* **Extract provided**
The close examination traces back to the 2001 Enron scandal, which precipitated one of the largest bankruptcy reorganizations in American history. The resulting Sarbanes-Oxley Act instituted more oversight of company controls and greater compliance requirements. While it’s not Canadian law, much of Sarbanes-Oxley filtered into the laws and practices in this country. Twelve years later, the fallout is still being felt. To help navigate the changes, Alberta Venture turned to four people with considerable board experience: Gosbee, Rory Tyler, Kathy Sendall and John Brussa.

Kathy Sendall

Corporate director
Notable board appointments (past and present): Enmax, CGGVeritas, Alberta Innovates – Energy and Environment Solutions, Manning Foundation for Innovation

HOT TOPIC: Activist shareholders
Every situation involving activist shareholders is unique and it’s dangerous to generalize about the risks directors face in those situations, says Sendall. But one thing these cases have in common is that they need to be handled with care, and directors need to have a clear understanding of their role.

“Your duty as a director is not just to the shareholders, but to the company,” she says. “You should be making your decisions based on the best interests of the company, and those may not always be aligned with those of activist shareholders. Often, they come in to break a company into chunks, to ‘release value.’ Directors and management may have entirely different ideas as to whether that’s the right view from long-term and short-term perspectives. You need to understand where the shareholders are coming from and use all your judgment and the information available to you to decide what is in the best interests of the company.”

* **Entries supplied**
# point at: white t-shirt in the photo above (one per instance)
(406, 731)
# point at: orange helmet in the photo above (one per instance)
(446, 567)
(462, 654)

* **Exercise instructions**
Reproduce the passage on corporate board oversight word for word, between "HOT TOPIC: Activist" and "of their role.", inclusive.

* **Expected answer**
HOT TOPIC: Activist shareholders
Every situation involving activist shareholders is unique and it’s dangerous to generalize about the risks directors face in those situations, says Sendall. But one thing these cases have in common is that they need to be handled with care, and directors need to have a clear understanding of their role.